What this task involves -
Restate the data that follows exactly as it stands, beginning with the first line and ending with the line that contains "Target: baked cookie".

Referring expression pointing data
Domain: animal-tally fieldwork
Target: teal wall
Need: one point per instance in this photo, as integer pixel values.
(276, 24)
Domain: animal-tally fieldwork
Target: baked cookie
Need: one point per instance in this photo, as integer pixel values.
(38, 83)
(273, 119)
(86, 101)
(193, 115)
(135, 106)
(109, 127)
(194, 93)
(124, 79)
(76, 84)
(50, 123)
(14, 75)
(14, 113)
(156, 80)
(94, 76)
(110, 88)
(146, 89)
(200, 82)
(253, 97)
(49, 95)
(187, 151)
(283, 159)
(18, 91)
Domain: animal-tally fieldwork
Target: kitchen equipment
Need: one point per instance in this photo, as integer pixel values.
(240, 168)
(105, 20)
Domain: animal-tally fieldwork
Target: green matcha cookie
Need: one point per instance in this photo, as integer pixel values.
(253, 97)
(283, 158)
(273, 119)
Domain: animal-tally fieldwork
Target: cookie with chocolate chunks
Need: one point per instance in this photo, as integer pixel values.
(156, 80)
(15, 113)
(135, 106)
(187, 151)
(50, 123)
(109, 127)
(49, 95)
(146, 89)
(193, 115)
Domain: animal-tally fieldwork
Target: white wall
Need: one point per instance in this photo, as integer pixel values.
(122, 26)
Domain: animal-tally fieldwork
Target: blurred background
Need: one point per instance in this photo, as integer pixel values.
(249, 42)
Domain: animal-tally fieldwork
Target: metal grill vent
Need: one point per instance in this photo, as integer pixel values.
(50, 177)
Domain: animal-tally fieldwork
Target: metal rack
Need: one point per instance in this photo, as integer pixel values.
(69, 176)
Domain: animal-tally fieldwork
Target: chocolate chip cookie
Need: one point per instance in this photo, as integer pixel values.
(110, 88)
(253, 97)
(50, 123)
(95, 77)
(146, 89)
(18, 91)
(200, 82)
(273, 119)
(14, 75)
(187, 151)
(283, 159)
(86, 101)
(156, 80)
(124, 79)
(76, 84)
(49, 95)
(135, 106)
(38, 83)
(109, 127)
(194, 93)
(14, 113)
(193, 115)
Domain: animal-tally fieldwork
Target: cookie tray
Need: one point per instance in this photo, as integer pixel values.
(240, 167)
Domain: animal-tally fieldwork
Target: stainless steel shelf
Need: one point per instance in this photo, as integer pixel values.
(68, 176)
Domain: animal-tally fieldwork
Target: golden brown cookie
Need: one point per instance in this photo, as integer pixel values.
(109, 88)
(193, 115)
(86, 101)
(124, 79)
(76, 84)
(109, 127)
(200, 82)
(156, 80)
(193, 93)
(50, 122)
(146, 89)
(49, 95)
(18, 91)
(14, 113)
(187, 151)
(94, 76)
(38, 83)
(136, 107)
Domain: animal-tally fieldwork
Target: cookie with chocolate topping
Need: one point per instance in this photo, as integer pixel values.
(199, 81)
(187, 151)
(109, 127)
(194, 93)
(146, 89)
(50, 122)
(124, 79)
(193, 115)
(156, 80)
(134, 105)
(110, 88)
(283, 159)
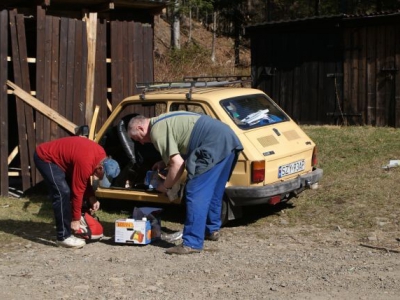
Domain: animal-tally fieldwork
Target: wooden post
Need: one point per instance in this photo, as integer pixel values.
(43, 108)
(91, 30)
(4, 182)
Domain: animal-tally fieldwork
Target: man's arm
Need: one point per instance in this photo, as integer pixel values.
(176, 166)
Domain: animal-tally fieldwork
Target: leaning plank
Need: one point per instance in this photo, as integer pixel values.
(43, 108)
(12, 155)
(93, 122)
(4, 181)
(18, 77)
(91, 34)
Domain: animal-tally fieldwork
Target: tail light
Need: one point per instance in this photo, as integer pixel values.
(257, 171)
(314, 159)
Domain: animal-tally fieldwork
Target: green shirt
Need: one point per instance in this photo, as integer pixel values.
(171, 135)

Response to this task -
Domain: animal-tally fieldwork
Target: teal wall
Need: one point per instance in this photo, as integer pixel values.
(276, 24)
Domain: animal-tally fieldwork
Target: baked cookie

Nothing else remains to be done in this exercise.